-- START OF EXERCISE MATERIALS --

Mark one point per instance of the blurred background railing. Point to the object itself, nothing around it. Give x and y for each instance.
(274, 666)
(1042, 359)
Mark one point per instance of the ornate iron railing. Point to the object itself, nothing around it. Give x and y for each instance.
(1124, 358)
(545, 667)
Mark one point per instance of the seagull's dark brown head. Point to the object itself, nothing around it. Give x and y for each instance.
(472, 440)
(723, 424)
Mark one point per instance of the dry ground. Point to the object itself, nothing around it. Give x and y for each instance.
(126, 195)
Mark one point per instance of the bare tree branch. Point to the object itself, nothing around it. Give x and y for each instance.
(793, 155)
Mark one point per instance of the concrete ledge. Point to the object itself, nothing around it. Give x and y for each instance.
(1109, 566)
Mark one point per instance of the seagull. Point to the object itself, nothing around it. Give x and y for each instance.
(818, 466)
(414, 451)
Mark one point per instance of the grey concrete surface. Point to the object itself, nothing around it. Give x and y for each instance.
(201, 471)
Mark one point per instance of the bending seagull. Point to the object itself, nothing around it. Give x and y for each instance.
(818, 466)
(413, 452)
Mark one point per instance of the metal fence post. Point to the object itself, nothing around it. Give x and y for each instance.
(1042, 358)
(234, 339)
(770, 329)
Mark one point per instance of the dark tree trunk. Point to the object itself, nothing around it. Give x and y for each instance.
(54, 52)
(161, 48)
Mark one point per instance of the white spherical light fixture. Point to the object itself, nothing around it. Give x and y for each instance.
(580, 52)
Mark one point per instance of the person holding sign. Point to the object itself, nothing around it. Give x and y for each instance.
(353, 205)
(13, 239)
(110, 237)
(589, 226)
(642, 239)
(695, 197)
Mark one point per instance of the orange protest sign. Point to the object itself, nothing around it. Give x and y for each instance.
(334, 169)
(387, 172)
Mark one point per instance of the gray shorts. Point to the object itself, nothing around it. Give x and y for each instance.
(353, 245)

-- END OF EXERCISE MATERIALS --

Please recast the stretch above, from the line containing "Mark one point per instance of the gray" through the end of the items, as a numbered list and omit any blank lines.

### SOLUTION FOR THIS PROBLEM
1. Mark one point per instance of the gray shorts. Point to the object itself, nothing around it. Give x and y for each instance.
2. (353, 245)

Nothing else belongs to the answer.